COMPITO ASSEGNATO: Nell'articolo sul colangiocarcinoma, di quanto sono aumentati i casi in Italia negli ultimi 5 anni?

Focus 25 Marzo 2022

Per il colangiocarcinoma sono ancora troppe le diagnosi tardive

È considerato il secondo tumore epatico primitivo più comune. Tuttavia, per il colangiocarcinoma sono ancora troppe le diagnosi tardive, il che rende estremamente complicato il suo trattamento. Viene chiamato “tumore silenzioso” proprio per i sintomi generici che provoca.

Nel nostro Paese, nel corso degli ultimi 5 anni, i casi sono aumentati del 14%: siamo passati infatti dai 4700 del 2015 ai 5400 del 2020. Uno studio statunitense ha stimato che, tra dieci anni, i tumori primitivi di fegato, pancreas e vie biliari, incideranno più di neoplasie considerate comuni come quelle a colon o polmone. In Italia si registrano dai 3 ai 4 casi ogni 100mila ogni anno e c’è una grossa differenza tra i vari Paesi in base a quanto varia l’incidenza dei fattori di rischio. Tanto per fare un esempio, in Tailandia il rapporto è di 100 casi su 100mila abitanti: l’aumento principale riguarda la forma intraepatica. Il dato italiano significa che, in 15 anni, il numero dei casi rischia addirittura di raddoppiare. Oggi non ci sono ancora metodi ben definiti per capire in anticipo con che cosa si ha a che fare: i sintomi, purtroppo, iniziano a manifestarsi solo quando la malattia è in fase avanzata, quando cioè per almeno il 60% l’opzione chirurgica risulta inutile e la prognosi diventa inevitabilmente infausta.

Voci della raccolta
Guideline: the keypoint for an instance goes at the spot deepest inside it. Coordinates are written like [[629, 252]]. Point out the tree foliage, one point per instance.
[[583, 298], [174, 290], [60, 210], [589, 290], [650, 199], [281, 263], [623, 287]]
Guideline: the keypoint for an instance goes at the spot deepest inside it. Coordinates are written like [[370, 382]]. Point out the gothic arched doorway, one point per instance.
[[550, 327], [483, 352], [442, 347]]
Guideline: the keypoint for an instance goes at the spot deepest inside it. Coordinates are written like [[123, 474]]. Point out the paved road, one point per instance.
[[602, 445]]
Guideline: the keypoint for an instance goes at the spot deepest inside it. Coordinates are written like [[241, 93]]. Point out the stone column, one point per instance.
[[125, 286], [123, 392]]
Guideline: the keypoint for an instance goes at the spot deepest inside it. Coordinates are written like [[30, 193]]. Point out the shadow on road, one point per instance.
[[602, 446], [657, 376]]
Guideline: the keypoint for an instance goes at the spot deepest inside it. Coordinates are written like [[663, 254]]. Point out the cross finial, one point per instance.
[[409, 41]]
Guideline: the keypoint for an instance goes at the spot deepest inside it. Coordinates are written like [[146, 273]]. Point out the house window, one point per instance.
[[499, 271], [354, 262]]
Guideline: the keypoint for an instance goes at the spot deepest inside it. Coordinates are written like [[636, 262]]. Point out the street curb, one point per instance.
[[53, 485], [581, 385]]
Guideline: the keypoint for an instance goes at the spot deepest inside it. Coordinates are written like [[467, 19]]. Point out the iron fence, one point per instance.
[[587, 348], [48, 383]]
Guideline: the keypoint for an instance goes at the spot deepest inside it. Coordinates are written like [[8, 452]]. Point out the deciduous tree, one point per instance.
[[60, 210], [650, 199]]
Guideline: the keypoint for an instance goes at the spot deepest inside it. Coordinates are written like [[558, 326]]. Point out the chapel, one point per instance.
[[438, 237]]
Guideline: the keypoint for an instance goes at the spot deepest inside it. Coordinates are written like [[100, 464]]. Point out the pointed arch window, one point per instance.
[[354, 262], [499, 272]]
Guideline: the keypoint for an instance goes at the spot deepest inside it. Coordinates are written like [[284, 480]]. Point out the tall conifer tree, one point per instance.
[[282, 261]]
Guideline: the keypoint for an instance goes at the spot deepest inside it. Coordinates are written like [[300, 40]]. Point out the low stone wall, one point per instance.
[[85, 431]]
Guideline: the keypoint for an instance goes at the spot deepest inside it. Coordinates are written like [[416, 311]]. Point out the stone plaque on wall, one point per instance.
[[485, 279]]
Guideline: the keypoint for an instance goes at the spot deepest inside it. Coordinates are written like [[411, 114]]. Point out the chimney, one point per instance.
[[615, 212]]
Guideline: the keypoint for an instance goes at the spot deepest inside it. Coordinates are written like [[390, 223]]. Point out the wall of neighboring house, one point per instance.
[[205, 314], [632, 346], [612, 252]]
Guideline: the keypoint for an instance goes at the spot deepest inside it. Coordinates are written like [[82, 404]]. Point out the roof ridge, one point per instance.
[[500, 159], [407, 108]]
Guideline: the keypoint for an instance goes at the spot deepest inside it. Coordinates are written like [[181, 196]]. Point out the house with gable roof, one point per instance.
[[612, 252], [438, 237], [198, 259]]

--

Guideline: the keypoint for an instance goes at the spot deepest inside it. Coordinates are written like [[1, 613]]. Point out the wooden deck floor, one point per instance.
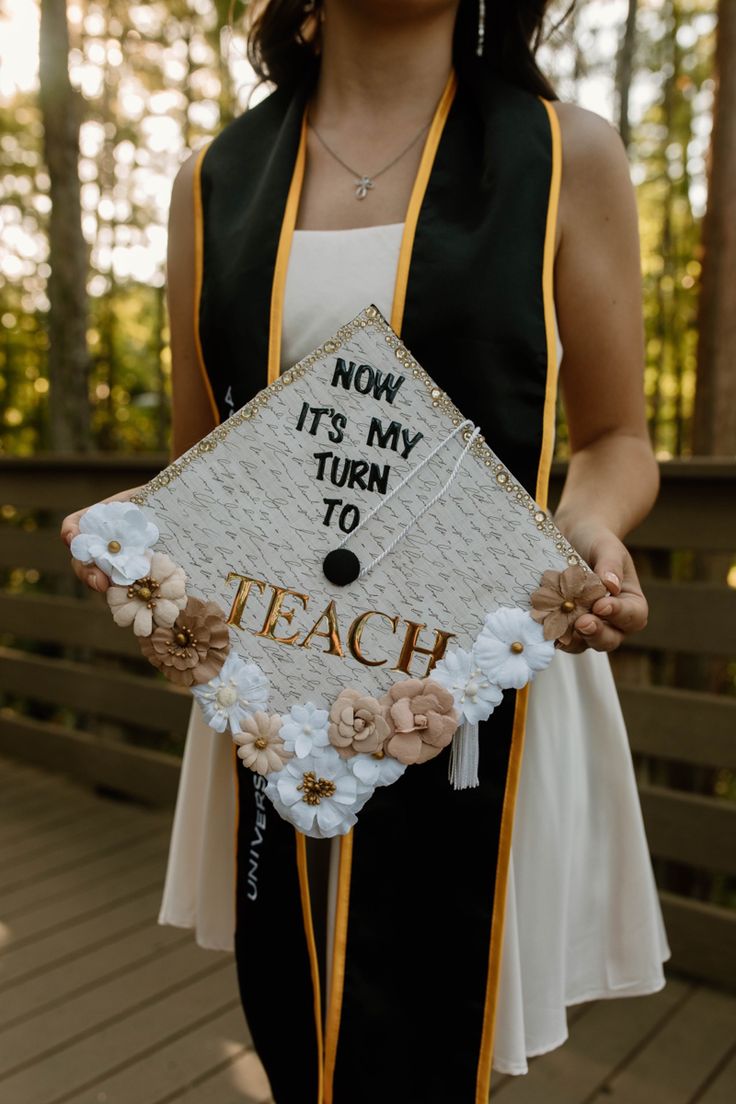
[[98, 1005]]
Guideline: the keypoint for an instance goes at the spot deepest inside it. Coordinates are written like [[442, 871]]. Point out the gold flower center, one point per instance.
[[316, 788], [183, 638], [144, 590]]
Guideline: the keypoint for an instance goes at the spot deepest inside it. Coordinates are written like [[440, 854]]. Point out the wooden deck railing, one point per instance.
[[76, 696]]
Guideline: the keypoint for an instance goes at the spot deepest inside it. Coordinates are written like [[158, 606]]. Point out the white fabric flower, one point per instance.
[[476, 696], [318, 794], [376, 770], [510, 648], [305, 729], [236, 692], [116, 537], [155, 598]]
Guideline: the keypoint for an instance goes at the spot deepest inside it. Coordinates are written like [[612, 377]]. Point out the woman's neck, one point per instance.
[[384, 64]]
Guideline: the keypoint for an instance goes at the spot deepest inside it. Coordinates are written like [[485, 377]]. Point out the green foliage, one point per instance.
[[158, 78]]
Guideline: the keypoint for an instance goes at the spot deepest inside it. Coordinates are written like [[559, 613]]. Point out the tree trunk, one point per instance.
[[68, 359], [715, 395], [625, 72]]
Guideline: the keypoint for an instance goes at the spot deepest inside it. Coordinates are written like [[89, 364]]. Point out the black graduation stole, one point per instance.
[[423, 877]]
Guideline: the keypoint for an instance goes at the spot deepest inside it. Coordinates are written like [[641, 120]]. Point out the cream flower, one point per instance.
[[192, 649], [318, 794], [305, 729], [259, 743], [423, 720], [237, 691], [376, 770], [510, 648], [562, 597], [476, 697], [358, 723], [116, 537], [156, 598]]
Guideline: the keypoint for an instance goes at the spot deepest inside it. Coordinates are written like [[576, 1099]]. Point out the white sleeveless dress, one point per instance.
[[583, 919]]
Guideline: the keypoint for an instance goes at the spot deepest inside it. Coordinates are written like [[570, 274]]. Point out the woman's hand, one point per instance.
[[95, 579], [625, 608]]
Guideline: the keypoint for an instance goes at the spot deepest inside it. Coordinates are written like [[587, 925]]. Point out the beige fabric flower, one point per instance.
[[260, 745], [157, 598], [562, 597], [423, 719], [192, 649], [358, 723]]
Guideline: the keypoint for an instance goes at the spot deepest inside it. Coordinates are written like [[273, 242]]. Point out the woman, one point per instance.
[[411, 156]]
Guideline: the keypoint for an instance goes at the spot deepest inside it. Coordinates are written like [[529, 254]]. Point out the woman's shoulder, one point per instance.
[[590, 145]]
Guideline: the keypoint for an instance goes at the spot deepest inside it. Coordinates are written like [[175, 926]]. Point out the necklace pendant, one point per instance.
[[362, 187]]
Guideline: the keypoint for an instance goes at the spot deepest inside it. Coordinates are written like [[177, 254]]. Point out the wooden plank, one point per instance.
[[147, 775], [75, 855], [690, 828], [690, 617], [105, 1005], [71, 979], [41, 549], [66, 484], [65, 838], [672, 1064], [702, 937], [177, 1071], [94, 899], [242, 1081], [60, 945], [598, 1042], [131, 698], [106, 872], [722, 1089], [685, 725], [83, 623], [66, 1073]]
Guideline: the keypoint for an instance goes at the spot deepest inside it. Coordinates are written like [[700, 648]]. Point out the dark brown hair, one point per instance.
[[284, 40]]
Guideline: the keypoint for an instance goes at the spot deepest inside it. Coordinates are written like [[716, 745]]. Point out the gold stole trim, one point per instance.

RISPOSTA: Del 14%, passando dai 4700 casi del 2015 ai 5400 del 2020.